__Problem to work on__
How many lines in the material below contain the word "photo"? Count them and reply with the number alone.

__Data for this exercise__
==========
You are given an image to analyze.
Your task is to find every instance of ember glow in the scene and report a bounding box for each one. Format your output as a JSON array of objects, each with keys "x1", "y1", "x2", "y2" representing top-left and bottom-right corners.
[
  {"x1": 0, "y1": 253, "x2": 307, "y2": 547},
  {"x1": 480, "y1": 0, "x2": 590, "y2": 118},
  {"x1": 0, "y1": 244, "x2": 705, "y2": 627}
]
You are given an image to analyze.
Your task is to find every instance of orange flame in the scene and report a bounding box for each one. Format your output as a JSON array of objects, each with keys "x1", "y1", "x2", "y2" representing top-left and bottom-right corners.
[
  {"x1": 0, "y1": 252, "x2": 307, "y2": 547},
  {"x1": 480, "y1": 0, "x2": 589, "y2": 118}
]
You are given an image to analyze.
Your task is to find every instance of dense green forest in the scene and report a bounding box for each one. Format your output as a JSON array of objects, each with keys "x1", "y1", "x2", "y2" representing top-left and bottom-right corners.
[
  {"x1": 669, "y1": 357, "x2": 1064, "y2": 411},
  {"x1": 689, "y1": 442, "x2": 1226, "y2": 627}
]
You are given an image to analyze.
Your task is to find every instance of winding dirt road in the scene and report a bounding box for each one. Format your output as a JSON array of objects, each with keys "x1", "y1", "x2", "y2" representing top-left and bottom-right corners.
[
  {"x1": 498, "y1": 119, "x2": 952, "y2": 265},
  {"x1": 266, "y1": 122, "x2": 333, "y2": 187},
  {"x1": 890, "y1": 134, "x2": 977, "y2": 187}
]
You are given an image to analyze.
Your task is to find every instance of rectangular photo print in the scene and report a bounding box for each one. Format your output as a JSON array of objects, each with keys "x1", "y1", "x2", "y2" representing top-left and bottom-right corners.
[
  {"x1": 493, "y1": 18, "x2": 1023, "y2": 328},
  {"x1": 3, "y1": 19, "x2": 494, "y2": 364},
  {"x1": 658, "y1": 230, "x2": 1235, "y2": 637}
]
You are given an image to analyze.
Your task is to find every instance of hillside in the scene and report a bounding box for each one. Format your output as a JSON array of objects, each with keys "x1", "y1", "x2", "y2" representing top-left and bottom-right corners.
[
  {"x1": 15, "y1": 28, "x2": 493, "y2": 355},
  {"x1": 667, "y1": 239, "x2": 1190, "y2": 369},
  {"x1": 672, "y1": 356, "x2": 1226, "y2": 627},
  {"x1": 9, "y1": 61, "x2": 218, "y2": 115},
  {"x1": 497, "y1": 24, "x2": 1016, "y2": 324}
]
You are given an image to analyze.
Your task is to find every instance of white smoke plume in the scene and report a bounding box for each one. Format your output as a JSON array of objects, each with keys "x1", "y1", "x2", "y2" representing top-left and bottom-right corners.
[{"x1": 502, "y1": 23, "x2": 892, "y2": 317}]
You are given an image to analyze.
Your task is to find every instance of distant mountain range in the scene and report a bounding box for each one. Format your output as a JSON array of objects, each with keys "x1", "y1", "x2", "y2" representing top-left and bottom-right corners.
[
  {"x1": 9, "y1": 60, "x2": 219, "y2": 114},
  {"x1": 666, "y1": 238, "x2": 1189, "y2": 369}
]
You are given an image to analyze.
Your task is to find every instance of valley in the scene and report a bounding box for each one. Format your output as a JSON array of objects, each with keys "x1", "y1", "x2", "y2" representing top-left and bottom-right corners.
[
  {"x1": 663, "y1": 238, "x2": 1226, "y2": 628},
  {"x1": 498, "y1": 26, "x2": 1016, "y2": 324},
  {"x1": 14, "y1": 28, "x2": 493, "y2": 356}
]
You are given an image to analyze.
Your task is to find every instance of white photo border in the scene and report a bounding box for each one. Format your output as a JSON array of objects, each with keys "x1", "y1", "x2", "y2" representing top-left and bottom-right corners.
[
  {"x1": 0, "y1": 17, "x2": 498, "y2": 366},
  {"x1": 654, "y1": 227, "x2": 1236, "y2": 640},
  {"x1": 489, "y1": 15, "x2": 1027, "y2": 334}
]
==========
__Solution__
2